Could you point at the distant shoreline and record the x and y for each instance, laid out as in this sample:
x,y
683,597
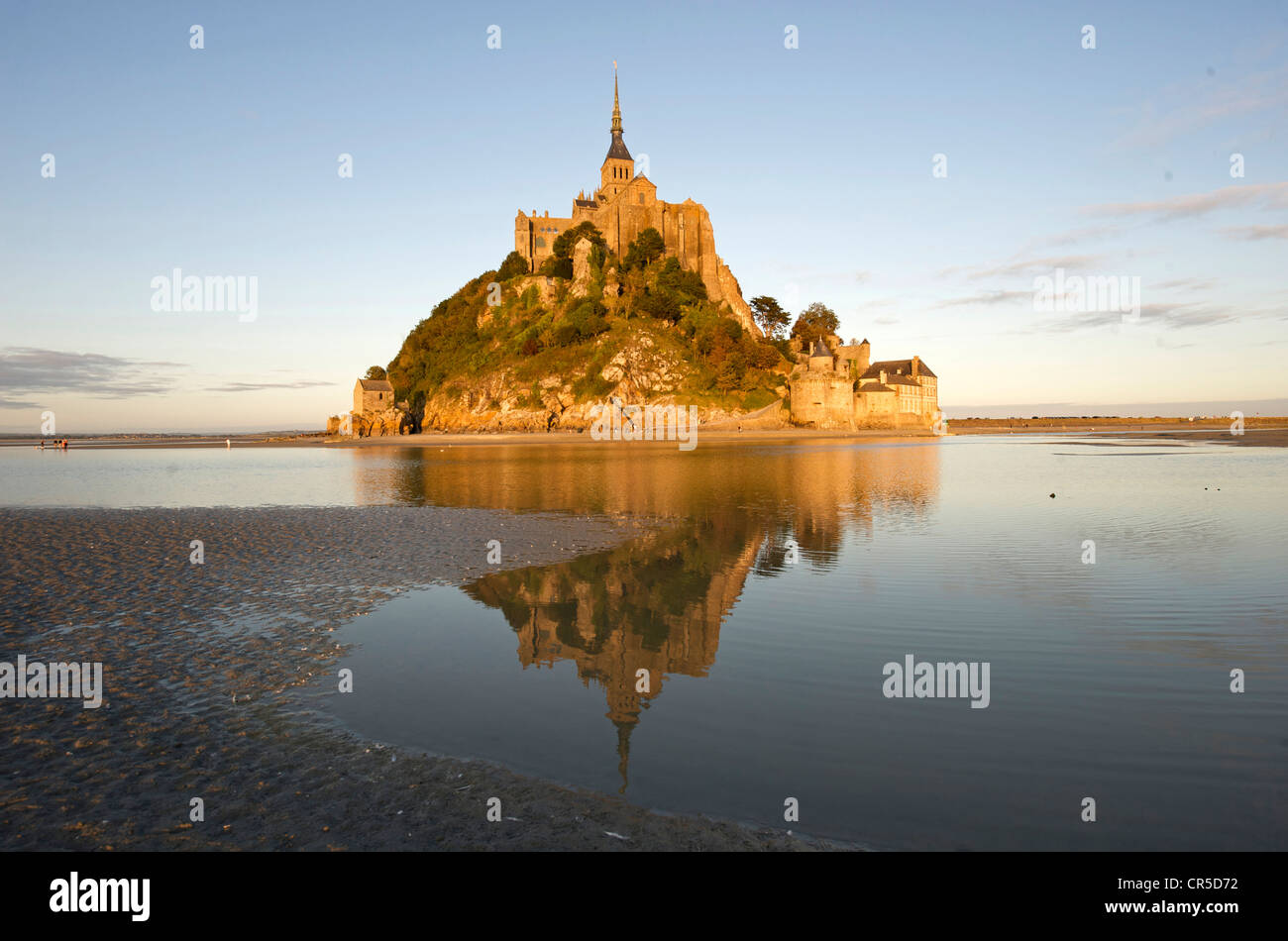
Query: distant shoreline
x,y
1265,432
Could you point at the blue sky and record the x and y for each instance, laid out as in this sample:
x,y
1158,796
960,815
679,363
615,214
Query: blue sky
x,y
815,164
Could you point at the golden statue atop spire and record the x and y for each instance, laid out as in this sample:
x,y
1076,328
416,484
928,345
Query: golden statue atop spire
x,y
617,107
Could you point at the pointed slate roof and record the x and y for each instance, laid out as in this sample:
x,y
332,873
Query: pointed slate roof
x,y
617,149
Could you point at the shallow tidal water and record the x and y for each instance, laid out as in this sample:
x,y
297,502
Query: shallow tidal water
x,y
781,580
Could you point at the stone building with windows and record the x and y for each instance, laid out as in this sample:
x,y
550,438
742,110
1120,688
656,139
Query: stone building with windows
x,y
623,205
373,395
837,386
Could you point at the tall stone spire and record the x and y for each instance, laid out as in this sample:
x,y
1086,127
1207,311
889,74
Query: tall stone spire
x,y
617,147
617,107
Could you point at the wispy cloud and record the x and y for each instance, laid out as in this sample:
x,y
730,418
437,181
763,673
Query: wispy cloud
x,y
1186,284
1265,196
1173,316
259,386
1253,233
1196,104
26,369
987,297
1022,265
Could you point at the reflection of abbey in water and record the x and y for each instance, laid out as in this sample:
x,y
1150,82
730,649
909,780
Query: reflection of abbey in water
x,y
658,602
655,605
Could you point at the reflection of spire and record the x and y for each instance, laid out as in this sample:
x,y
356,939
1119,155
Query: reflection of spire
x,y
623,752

◆ ◆ ◆

■ **Instructions to follow**:
Each record above needs to be copied exactly, with images left out.

■ **Answer to this exercise**:
Could you point at the distant shoreline and record the x and y for each instance, laid out as in this sample:
x,y
683,597
Query: distant shoreline
x,y
1265,432
Could you point at the blue sky and record the x and y for each instance, laid out as in this sample:
x,y
1158,796
960,815
679,363
615,214
Query: blue sky
x,y
815,164
Could you point at the golden statue atop spire and record the x and y for each instance, laid out as in this sample:
x,y
1076,328
416,484
928,345
Query: golden statue atop spire
x,y
617,107
Could you point at the pointed slate roof and record the x and y for each instance, laid out as in this sample:
x,y
332,873
Query: pointed slate roof
x,y
617,149
Could you point at the shallow tidal water and record the x and y for each instance, laid out as in this sample:
x,y
297,502
Query: shallow tidal water
x,y
781,580
Could you point at the stone building with windows and record the x and y for each instance, laid out as in this sample:
x,y
550,438
742,110
1120,688
656,139
Query: stone building with windows
x,y
623,205
373,395
837,386
Could you point at the tall stone spire and record the x and y for each instance, laid out as in this sample:
x,y
1086,127
1207,311
889,74
Query: tall stone spire
x,y
617,147
617,107
Could you point at the wispy cloud and record the x and y for each instance, laid out as in this sample:
x,y
730,418
437,181
763,673
Query: wispy cloud
x,y
1186,284
1265,196
1173,316
259,386
1253,233
1196,104
26,369
987,297
1022,265
Could you point at the reflection of abbey in water and record the x and y for each instance, laid out as in this sample:
x,y
1150,82
730,649
909,780
Query: reflection of abbey in water
x,y
658,602
655,605
Could you point at the reflection of spire and record the x and y for each instance, laid out as in this sample:
x,y
356,939
1119,155
Query: reflection of spire
x,y
623,752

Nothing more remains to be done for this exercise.